## Exercise task
Change "string of lights on tree" to "garland on tree" in the lines from the one with "# draw the outline of every instance of the string" to the one with "97 L 16 111", and give back only those lines with nothing else altered.

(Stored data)
<<<<

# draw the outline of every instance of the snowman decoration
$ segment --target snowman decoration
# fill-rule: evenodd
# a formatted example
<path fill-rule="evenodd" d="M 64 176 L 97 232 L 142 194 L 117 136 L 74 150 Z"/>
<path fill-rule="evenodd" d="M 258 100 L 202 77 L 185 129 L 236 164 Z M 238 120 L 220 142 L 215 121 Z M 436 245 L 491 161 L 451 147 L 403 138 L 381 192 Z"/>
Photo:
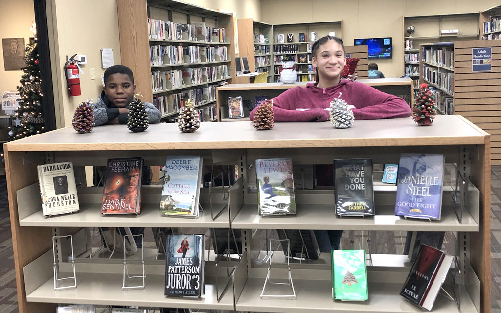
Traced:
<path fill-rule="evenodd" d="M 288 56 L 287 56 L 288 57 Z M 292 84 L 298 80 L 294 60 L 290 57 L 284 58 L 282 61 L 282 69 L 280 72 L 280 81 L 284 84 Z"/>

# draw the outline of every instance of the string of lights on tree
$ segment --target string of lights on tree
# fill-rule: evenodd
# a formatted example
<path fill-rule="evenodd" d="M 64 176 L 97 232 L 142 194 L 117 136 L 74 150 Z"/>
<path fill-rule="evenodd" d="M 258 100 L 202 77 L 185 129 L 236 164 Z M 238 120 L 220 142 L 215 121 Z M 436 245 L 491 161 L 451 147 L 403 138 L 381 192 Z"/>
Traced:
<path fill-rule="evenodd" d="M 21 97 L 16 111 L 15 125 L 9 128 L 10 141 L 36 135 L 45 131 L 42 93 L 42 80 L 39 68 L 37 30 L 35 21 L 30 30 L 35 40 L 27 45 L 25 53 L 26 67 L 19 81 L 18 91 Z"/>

>>>>
<<<<

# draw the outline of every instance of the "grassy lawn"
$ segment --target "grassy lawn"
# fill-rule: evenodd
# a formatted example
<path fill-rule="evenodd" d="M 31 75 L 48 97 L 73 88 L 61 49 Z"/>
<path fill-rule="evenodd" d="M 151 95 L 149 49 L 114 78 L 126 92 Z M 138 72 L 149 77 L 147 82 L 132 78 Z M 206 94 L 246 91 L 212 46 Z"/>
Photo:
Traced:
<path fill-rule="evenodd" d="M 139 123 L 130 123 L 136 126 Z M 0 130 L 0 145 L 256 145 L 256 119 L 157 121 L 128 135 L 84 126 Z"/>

>>>>
<<<<

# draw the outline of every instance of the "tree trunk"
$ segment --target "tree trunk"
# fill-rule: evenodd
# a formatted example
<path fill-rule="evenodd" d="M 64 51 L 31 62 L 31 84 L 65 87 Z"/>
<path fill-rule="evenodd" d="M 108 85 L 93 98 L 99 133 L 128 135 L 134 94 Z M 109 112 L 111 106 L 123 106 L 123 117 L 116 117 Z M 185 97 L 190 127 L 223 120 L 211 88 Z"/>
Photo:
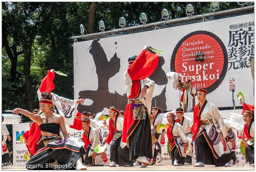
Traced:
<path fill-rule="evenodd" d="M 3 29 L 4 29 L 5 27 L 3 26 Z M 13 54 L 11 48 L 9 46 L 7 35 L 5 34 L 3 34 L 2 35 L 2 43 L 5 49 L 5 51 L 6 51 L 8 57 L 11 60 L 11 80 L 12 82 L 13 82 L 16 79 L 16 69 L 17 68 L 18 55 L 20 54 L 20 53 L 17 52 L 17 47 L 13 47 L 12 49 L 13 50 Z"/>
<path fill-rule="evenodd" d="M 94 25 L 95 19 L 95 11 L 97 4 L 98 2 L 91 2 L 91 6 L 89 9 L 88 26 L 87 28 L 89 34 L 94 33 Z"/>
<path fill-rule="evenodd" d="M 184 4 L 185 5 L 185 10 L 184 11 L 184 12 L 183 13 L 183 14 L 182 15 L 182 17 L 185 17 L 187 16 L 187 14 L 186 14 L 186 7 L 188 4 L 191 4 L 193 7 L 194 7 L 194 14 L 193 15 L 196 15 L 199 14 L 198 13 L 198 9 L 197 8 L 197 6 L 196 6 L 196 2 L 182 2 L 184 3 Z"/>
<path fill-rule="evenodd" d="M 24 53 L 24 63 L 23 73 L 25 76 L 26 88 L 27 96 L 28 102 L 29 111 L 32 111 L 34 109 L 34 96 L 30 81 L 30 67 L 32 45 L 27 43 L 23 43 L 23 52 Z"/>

>>>>

## Output of the exercise
# draw the outline of every instance of the garland on tree
$ segment --target garland on tree
# fill-rule: evenodd
# a formatted example
<path fill-rule="evenodd" d="M 64 176 L 97 232 L 142 194 L 117 136 L 74 150 Z"/>
<path fill-rule="evenodd" d="M 258 100 L 202 77 L 185 129 L 236 164 Z M 238 120 L 220 142 L 215 121 Z M 436 245 L 491 161 L 451 147 L 403 138 L 381 192 Z"/>
Traced:
<path fill-rule="evenodd" d="M 21 97 L 16 111 L 15 125 L 9 128 L 10 141 L 36 135 L 45 131 L 42 93 L 42 80 L 39 68 L 37 30 L 35 21 L 30 30 L 35 40 L 27 45 L 25 53 L 26 67 L 19 81 L 18 91 Z"/>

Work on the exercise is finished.